▶ _Actions to take_
(1) Who named the region "Gilgit Baltistan" a decade ago, according to the text about Gilgit Baltistan?
(2) Rewrite the entries from the line with "Could you point to the blurred" through the end of the entries, swapping "sample" for "model" and leaving everything else unchanged. Omit the pictures.

I belong to a region that is identity-less, begging for an identity since time immemorial. A region whose mountains are colored with the Pakistani flag but has no existence in the constitution of Pakistan. A region that is the colony of a post-colonial country. A region that fought wars and sacrificed its people for a state that constantly refused to adopt it. A region whose natives to this day are unable to claim their right to their land. A region that was named a decade ago by a dictator, Pervaiz Musharaf as “Gilgit Baltistan”.
The history of Gilgit Baltistan is often narrated by those post-partition minds who lack the wisdom to see it beyond the ‘Pakistani lens’. Many historians wrote that Gilgit Baltistan was a part of the State of Kashmir but that is a desired deduction made by “the blunder makers” who want to present a distorted image of history that is far from reality.
After the partition, the colonial lines divided the centuries-old unit into three pieces; China under Chairman Mao’s Leadership took the Tibetan, Ladakh went into India’s pocket while Gilgit Baltistan was in no one’s map but on everyone’s lap.

▶ _Entries shown_
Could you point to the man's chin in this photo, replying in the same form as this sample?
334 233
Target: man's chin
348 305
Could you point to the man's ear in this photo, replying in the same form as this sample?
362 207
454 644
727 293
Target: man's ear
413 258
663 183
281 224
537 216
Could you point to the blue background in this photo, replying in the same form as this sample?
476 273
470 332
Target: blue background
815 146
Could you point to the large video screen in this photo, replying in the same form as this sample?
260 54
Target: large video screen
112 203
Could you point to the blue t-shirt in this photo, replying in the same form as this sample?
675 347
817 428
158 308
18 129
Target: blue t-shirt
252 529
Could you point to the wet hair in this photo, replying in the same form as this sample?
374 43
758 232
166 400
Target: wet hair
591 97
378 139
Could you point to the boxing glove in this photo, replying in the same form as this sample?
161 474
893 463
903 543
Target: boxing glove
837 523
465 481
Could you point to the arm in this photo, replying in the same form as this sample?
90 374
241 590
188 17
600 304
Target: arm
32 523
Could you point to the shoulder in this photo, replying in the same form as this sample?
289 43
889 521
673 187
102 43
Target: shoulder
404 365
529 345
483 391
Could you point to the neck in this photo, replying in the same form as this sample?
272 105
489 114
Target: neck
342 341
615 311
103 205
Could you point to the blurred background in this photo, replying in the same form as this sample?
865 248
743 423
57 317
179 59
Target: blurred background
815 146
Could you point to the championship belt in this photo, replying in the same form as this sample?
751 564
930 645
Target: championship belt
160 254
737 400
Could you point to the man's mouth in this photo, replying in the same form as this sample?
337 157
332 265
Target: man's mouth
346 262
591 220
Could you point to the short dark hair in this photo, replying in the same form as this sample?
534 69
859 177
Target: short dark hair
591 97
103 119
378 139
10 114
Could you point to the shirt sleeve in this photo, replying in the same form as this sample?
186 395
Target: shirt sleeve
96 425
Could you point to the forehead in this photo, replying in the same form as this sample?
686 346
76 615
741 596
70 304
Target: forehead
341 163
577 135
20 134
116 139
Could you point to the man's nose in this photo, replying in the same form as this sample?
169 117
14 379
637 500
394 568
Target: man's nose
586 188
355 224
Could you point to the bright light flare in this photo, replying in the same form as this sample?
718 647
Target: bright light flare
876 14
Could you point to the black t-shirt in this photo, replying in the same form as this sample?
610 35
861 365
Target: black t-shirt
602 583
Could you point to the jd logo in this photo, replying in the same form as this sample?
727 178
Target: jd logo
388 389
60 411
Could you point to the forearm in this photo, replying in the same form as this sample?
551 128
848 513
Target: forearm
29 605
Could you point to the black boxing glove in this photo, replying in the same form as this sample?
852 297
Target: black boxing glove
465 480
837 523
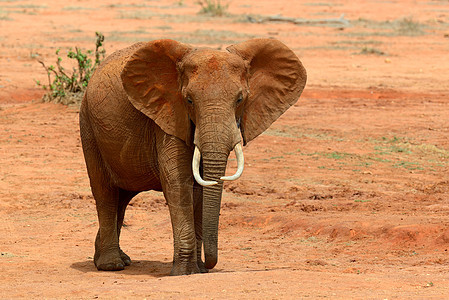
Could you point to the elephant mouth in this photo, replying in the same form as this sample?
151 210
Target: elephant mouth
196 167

▶ _Results_
(1) The dictator Pervaiz Musharaf.

(2)
Could you point to the blurred background in this photo, replying in the same form as this model?
865 248
743 423
57 317
179 59
Target: blurred background
815 146
Could you point to the championship belt in this photo, replying in the same form as this model?
751 564
930 645
Target: championship belt
160 254
737 400
Could you point to the man's mouth in this photo, replying in the same form as this model?
337 157
332 265
Target: man's mouth
346 262
591 220
Could you point to the short dark hair in this photo, replying in the same form as this model?
534 69
859 177
Target: short dark hair
591 97
103 119
378 139
10 114
Could you point to the shirt sleeve in this photo, replying in the same form as this model?
186 395
Target: shirt sleeve
96 425
Could you point to the forehead in this photo, replying in the same form as this model?
686 346
76 615
741 596
70 304
Target: forehead
341 163
577 135
20 134
116 139
Could you point to the man's nose in this photo, replying in the same form as this model?
169 117
14 379
637 500
394 568
Target: man's nose
586 188
355 224
Could you point to the bright light flare in this photo, replying in the same form as this model?
718 647
Target: bright light flare
876 14
Could you point to the black t-shirt in this photo, replying in the same form as this model?
610 35
861 365
Target: black t-shirt
602 583
Could you point to the jd logo in this photo, replying in the same form as this model?
727 178
Target: jd logo
388 389
60 411
Could you point to the forearm in this photo, replying in the same form as this model?
551 128
848 513
Target: forearm
29 605
Could you point to the black boxing glove in this photo, replying in the same form as this model?
852 297
Target: black boxing glove
465 480
837 523
Could you point to the elephant mouth in this photo, replying in the same form as this model?
151 210
Target: elephant mouth
196 167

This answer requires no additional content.